* Selected excerpt:
++++

In the past year, Texas has become a favorite target of highly partisan, emotion-fueled school censorship and book-banning campaigns. Long assumed to be a Democrat stronghold, South Texas is now a battleground region, and young people, particularly Latina/o youth, have once again become the target of fear and concern. As of 2021, people of color made up 95% of the state’s growth, with Latinos being the largest non-white group. This means that half of Texas youth under 18 are Latino/a.
As noted by political scientist Regina Branton, Latina/os tend to vote Democrat in the early immigrant generations when their experience of exclusion is fresh. The growth of Latina/o youth does not bode well for conservatives, especially if they are eligible or eventually become eligible to vote. The same is true for their parents. At a 2013 Conservative Political Action Conference meeting, Trump called any legalization program a “suicide mission” for his party since this could give political edge to Democrats.¹
To counter the political effects of a growing Latino population in Texas, the Conservative movement and propagandists are using at least four strategies: 1) limit the growth of the Latina/o voting population through inhumane and restrictive immigration policies, 2) swarm Latina/o adults with political ads and mass disinformation to activate the more conservative end of the Latina/o political spectrum, which can be moved by conservative Christianity, homophobia, anti-Blackness, the distrust of government, and the inter-generational fear of communism, 3) continue to use procedural rules, politically-motivated redistricting, and voter suppression to extend white minority rule in the state for as long as possible. And more recently, 4) commandeer the educational system to criminalize even modest attempts at diversity, equity, and inclusion. The goal here is to maximize the possibility that conservatives can woo young Latina/o, black, and Asian-American voters, while shielding the predominantly white children of conservative parents from information that might help them question their own parents’ home-grown, and often very real, indoctrination.
When I taught at a community college in Baytown, TX, children of conservative parents often told me: “Mr. Lara, I may not agree with everything we discuss, but I appreciate that in this class, I at least get to say what I think.”

++++

* Record excerpts:

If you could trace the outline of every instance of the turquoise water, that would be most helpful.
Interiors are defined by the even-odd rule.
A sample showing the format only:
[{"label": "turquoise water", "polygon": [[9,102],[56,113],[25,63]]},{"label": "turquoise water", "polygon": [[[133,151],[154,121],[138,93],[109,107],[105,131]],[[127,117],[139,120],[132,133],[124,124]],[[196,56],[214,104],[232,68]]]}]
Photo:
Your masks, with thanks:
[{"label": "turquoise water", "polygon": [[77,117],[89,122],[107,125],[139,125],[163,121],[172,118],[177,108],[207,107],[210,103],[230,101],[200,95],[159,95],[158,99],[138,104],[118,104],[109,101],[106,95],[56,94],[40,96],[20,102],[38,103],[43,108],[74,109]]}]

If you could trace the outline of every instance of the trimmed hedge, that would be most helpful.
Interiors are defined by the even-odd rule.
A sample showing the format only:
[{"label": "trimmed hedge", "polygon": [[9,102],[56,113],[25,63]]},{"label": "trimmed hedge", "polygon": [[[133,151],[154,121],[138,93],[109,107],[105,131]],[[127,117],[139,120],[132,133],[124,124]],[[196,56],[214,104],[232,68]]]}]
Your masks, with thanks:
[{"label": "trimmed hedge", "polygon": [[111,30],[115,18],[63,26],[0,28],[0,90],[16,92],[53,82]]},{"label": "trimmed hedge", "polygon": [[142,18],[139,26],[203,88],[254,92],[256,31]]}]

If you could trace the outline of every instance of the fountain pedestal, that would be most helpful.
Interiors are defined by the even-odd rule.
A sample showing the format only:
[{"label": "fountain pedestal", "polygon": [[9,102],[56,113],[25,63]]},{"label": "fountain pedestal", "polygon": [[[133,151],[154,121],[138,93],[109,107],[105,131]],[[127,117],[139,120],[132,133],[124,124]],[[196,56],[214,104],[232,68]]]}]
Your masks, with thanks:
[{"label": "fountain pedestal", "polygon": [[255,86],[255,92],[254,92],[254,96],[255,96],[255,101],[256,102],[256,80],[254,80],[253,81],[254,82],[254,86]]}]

++++

* Task list:
1) Condense the paragraph of the passage on Latina/o youth in Texas that begins "As noted by political scientist Regina Branton" into fewer words, keeping its main facts.
2) Extract word for word the part of the passage on Latina/o youth in Texas from "In the past" to "18 are Latino/a.".
3) Extend the passage on Latina/o youth in Texas, picking up right after its final sentence.
The listing is separate material from the passage on Latina/o youth in Texas.

* Answer section:
1) Political scientist Regina Branton notes that early immigrant generations of Latina/os, whose experience of exclusion is fresh, tend to vote Democrat. So the growth of Latina/o youth and their parents is bad news for conservatives, especially as more become eligible to vote. At a 2013 Conservative Political Action Conference meeting, Trump called any legalization program a "suicide mission" for his party because it could give Democrats a political edge.

2)
In the past year, Texas has become a favorite target of highly partisan, emotion-fueled school censorship and book-banning campaigns. Long assumed to be a Democrat stronghold, South Texas is now a battleground region, and young people, particularly Latina/o youth, have once again become the target of fear and concern. As of 2021, people of color made up 95% of the state’s growth, with Latinos being the largest non-white group. This means that half of Texas youth under 18 are Latino/a.

3)
“You don’t get that at home?” I would sometimes ask and receive a slow and careful nod as if an angry and ever-present parent was watching them.
This ever-present surveillance is quickly becoming a reality. The Freedom Foundation of Texas (FFOT), a far-right political group that has set out to make war with historical truth and critical thinking, is alarmed by a growing acceptance among youth of what they believe to be horrendous ideas: collective care and social safety nets, otherwise known as democratic socialism. The FFOT website cites, not surprisingly, victimsofcommunism.org to note that 50% of young Texans believe that the government should provide work for people who can’t find a job or that 39% of Gen Z’ers say there should be a universal basic income. A more credible Gallup poll from 2018 suggests that 51% of millennials feel positively about socialism, a percentage noted since 2010.
Rather than view these shifts as an example of growing empathy among youth, the right wing sees them as an existential threat to what they believe is the core of the US soul, laissez-faire capitalism, or what they call “freedom.”² In a clear response to the mass support that youth gave to the Bernie Sanders campaign, the George Floyd protests, anti-racist education, the freedom and dignity of LGBTQIA+ people, and the mutual aid movements of the pandemic and the Great Texas Freeze, the political right has re-dedicated itself to casting all philosophies of collective care outside the pale of permissible thought, particularly in a field that they still largely control – Texas public schools.